▶ [Stated goal]: The exercise asks for every line of the data to be reproduced exactly.

▶ [Input for this task]:

══════════

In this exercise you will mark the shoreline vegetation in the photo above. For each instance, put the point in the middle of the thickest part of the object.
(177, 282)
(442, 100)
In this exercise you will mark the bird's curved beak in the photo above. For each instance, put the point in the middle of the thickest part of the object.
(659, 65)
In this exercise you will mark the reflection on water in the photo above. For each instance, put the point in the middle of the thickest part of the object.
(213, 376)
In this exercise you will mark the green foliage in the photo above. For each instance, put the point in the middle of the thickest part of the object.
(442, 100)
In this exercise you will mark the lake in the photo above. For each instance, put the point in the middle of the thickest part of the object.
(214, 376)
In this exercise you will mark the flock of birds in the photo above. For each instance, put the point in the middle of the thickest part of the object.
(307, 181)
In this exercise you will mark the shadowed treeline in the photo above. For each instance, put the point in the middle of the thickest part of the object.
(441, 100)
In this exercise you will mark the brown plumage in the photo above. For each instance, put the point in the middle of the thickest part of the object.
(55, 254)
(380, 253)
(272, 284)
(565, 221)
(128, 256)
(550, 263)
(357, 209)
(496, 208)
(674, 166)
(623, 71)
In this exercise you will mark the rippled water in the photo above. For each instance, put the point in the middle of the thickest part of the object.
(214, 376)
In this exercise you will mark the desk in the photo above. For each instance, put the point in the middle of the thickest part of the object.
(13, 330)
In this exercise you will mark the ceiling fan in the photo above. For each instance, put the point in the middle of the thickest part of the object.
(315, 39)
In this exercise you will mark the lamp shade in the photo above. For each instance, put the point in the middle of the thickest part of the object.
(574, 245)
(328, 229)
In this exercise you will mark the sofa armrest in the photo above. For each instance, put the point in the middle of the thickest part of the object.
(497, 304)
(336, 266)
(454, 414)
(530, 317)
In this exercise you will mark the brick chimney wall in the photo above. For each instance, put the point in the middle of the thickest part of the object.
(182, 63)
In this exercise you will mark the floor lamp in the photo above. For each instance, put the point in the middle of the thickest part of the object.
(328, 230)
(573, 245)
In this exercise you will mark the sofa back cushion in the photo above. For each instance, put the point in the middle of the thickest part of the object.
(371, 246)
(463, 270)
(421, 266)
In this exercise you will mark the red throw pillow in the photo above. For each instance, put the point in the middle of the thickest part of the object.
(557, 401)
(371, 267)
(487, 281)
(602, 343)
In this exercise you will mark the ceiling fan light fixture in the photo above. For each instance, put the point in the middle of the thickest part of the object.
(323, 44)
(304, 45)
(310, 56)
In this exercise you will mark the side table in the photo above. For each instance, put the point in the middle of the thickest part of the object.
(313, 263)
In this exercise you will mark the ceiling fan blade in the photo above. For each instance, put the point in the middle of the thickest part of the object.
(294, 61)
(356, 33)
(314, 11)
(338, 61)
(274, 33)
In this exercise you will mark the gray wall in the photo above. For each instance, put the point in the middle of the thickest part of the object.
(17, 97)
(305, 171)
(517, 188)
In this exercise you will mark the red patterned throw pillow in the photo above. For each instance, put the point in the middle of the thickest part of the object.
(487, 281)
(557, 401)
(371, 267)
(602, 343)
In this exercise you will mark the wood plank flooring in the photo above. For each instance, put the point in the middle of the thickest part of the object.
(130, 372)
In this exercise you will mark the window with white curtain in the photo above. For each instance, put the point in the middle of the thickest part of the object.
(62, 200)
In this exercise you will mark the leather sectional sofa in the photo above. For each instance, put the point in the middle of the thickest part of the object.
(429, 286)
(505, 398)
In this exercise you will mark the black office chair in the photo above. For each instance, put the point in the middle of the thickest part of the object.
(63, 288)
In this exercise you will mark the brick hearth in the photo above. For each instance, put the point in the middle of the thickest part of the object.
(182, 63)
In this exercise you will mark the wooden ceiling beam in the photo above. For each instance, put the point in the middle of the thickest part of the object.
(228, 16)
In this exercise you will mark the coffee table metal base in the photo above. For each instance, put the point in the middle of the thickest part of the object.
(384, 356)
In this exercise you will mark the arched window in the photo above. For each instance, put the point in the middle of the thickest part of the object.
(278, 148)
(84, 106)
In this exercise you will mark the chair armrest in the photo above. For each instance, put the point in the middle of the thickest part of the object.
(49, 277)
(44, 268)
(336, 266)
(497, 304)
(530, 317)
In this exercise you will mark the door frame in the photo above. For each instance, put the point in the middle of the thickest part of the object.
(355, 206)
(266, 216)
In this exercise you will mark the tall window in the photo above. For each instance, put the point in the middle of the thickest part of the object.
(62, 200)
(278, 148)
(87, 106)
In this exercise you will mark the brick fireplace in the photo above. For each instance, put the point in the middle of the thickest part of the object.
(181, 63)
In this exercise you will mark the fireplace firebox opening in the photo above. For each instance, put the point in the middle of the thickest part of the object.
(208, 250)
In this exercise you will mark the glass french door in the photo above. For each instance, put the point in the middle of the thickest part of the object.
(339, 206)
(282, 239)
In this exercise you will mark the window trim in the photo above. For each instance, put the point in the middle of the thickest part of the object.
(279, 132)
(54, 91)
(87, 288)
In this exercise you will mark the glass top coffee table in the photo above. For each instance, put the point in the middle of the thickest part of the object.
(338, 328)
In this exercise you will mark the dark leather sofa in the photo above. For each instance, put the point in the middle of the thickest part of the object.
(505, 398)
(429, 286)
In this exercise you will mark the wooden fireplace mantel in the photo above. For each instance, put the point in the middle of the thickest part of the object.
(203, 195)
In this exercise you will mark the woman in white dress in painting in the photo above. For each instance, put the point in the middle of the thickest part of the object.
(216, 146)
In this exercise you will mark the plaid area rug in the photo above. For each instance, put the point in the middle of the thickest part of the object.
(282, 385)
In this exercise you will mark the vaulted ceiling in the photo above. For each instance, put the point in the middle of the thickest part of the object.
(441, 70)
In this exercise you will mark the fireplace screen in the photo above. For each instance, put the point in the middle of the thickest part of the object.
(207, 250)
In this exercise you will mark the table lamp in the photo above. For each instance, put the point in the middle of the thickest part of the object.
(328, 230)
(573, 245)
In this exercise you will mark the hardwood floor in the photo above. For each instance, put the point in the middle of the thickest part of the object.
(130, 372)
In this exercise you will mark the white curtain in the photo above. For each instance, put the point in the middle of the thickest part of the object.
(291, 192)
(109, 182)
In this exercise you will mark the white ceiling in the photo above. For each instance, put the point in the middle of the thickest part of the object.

══════════

▶ [Solution to this task]:
In this exercise you will mark the shoreline vegetation in the photo above. For each instance, put the point in the middle of the thickest part of the object.
(177, 282)
(442, 100)
In this exercise you will mark the bird's curved beak in the photo above. For each instance, put the point in the middle of the thickest part of the object.
(659, 65)
In this exercise you will mark the reflection on water in the photo above. For each instance, put the point in the middle of the thickest part of the object.
(213, 376)
In this exercise you will mark the green foliage in the photo above. For each instance, put the point in the middle of the thickest part of the object.
(442, 100)
In this exercise you will mark the lake in the photo above. For each instance, put the point in the middle of the thickest part of the object.
(214, 376)
In this exercise you will mark the flock of birds in the photo above. For each instance, put the point in the middle of the thickest part of the object.
(307, 181)
In this exercise you will mark the shadowed treeline in the photo above. For each instance, put the point in the middle of the thickest part of the object.
(441, 100)
In this exercise you will mark the brown plumage in the photo above. For each instance, put the point in the middle of the thickest part of the object.
(55, 254)
(380, 253)
(272, 284)
(565, 221)
(128, 256)
(550, 263)
(357, 209)
(496, 208)
(674, 166)
(623, 71)
In this exercise you will mark the rippled water in the photo above. For each instance, put the point in the middle of the thickest part of the object.
(214, 376)
In this exercise you will mark the desk in the photo above. For each instance, put the point in the middle of the thickest part of the object.
(13, 330)
In this exercise you will mark the ceiling fan in the photo above. For each instance, put the point in the middle of the thickest part of the object.
(315, 39)
In this exercise you will mark the lamp shade in the photo above. For each instance, put the point in the middle of the thickest part of the object.
(574, 245)
(328, 229)
In this exercise you will mark the sofa armrest in the photo above. For each instance, put the point in the middle of the thickest part of the object.
(497, 304)
(336, 266)
(454, 414)
(530, 317)
In this exercise you will mark the brick chimney wall in the photo above. For each instance, put the point in the middle of the thickest part of the object.
(182, 63)
In this exercise you will mark the floor lamp in the photo above. For each instance, put the point in the middle of the thickest part of the object.
(328, 230)
(573, 245)
In this exercise you will mark the sofa back cushion in the photo above. For each instance, put the point in the middle of the thickest part of the object.
(371, 246)
(463, 270)
(421, 266)
In this exercise you will mark the red throw pillow in the photo above. For each instance, put the point in the middle of the thickest part of the object.
(557, 401)
(371, 267)
(487, 281)
(602, 343)
In this exercise you will mark the ceiling fan light fixture in the photo above. For each instance, put the point in the middle of the thickest part of the object.
(323, 44)
(304, 45)
(310, 56)
In this exercise you will mark the side table in the photo above. For each instance, put the point in the middle of the thickest part of the object.
(313, 263)
In this exercise you will mark the ceiling fan blade in the photo above. For each instance, put the point in the middle of the thickest part of the object.
(294, 61)
(356, 33)
(314, 11)
(338, 61)
(274, 33)
In this exercise you will mark the gray wall in the photo above. For each instance, put the point in the middle of the thickest part of the object.
(17, 97)
(305, 171)
(517, 188)
In this exercise you will mark the red patterned throw pillow in the photo above. For each instance, put the point in the middle of the thickest part of the object.
(487, 281)
(557, 401)
(371, 267)
(602, 343)
In this exercise you will mark the wood plank flooring in the photo above. For each instance, put the point in the middle of the thickest part of the object.
(130, 372)
In this exercise you will mark the window with white curtain in the photo above. For each instance, put the point in the middle of the thickest part of the object.
(62, 200)
In this exercise you will mark the leather sectional sofa in the photo above. For each instance, put the point in the middle of the thickest part of the object.
(429, 286)
(505, 398)
In this exercise you will mark the black office chair in the photo above. For each instance, put the point in the middle of the thickest part of the object.
(63, 288)
In this exercise you will mark the brick hearth in the photo above. For each instance, put the point in the middle of the thickest part of the object.
(182, 63)
In this exercise you will mark the wooden ceiling beam in the photo above. For each instance, put the point in the middle of the thickest part of the object.
(228, 16)
In this exercise you will mark the coffee table metal base in the photo above. For each instance, put the point in the middle of the thickest part of the object.
(384, 356)
In this exercise you will mark the arched window in the photo above. For each instance, put the point in the middle of the thickest part of the object.
(278, 148)
(84, 106)
In this exercise you will mark the chair armrest in the photo above. For each instance, put the point in the middle of the thickest part of the object.
(49, 277)
(44, 268)
(336, 266)
(497, 304)
(530, 317)
In this exercise you will mark the door frame in the photo above. For each instance, put the point in the middle of the thickest part of the object.
(355, 206)
(266, 216)
In this exercise you will mark the tall window in the photo above. For each instance, put the point in the middle of the thickest part of the object.
(62, 200)
(278, 148)
(87, 106)
In this exercise you will mark the brick fireplace in the photo above. For each instance, put the point in the middle of the thickest part of the object.
(181, 63)
In this exercise you will mark the fireplace firebox opening in the photo above. For each instance, put the point in the middle of the thickest part of the object.
(208, 250)
In this exercise you will mark the glass french door in the photo above. For each instance, put the point in the middle of the thickest part of the object.
(339, 206)
(282, 239)
In this exercise you will mark the window trim in the photo above. For each instance, put the point in the middle of the thickest part of the object.
(279, 132)
(54, 91)
(87, 288)
In this exercise you will mark the glass top coffee table in the photo above. For each instance, put the point in the middle of the thickest part of the object.
(338, 328)
In this exercise you will mark the dark leather sofa in the photo above. For each instance, put the point in the middle of the thickest part of the object.
(505, 398)
(429, 286)
In this exercise you will mark the wooden fireplace mantel in the photo above. For each instance, put the point in the middle of the thickest part of the object.
(203, 195)
In this exercise you will mark the woman in white dress in painting in the photo above. For each instance, put the point in the middle of the thickest part of the object.
(216, 146)
In this exercise you will mark the plaid area rug in the photo above. For each instance, put the point in the middle of the thickest part of the object.
(282, 385)
In this exercise you will mark the vaulted ceiling in the photo above. For each instance, put the point in the middle of the thickest part of the object.
(441, 70)
In this exercise you will mark the fireplace screen in the photo above. For each instance, put the point in the middle of the thickest part of the object.
(207, 250)
In this exercise you will mark the table lamp in the photo above. For each instance, put the point in the middle of the thickest part of the object.
(328, 230)
(573, 245)
In this exercise you will mark the hardwood floor in the photo above. For each instance, put the point in the middle of the thickest part of the object.
(130, 372)
In this exercise you will mark the white curtain in the photo above. For each instance, put the point in the middle of the thickest part of the object.
(291, 192)
(109, 182)
In this exercise you will mark the white ceiling in the photo above. For each instance, put the point in the middle of the thickest part of the object.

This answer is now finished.